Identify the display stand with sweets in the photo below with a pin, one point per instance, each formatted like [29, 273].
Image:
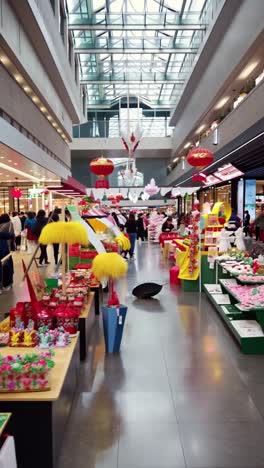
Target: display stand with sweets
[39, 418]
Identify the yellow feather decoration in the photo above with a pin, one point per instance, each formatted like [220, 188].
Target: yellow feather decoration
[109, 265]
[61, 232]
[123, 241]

* * *

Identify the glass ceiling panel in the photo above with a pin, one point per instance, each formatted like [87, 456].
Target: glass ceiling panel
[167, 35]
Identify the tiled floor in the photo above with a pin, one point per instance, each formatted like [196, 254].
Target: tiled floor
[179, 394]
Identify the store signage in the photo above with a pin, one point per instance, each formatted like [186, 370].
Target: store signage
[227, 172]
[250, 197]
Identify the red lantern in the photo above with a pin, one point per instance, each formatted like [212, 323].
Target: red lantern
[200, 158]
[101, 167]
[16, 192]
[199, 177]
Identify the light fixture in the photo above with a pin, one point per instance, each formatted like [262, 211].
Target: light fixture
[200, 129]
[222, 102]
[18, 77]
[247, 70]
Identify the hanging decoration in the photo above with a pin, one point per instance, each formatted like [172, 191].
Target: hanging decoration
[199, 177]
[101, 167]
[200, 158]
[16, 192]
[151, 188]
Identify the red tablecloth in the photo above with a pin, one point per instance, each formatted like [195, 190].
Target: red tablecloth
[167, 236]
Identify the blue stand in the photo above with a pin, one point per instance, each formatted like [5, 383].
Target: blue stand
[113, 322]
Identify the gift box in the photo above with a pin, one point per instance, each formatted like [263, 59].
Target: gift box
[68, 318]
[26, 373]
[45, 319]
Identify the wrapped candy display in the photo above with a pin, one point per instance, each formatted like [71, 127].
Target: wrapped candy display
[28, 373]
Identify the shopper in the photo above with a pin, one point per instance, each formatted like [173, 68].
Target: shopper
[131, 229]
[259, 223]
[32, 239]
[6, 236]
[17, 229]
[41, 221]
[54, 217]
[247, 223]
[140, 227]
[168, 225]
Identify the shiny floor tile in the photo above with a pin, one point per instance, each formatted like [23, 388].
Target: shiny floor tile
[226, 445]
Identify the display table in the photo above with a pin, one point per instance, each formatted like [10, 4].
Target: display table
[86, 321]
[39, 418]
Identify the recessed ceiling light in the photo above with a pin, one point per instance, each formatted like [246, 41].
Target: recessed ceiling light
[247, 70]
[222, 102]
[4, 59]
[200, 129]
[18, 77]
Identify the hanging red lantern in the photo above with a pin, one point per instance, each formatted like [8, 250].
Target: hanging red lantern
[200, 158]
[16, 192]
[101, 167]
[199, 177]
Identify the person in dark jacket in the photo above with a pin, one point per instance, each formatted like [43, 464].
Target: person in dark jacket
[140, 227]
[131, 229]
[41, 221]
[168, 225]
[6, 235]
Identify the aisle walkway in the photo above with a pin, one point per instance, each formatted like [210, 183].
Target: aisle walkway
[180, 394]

WHAT THIS TASK INVOLVES >> List each line of the material above that contains the word "shopper". Case counts.

RESPONSE FOR THIS EXERCISE >>
Identify the shopper in the photo above with a pin, one point per instance, each formatted like [173, 68].
Target: shopper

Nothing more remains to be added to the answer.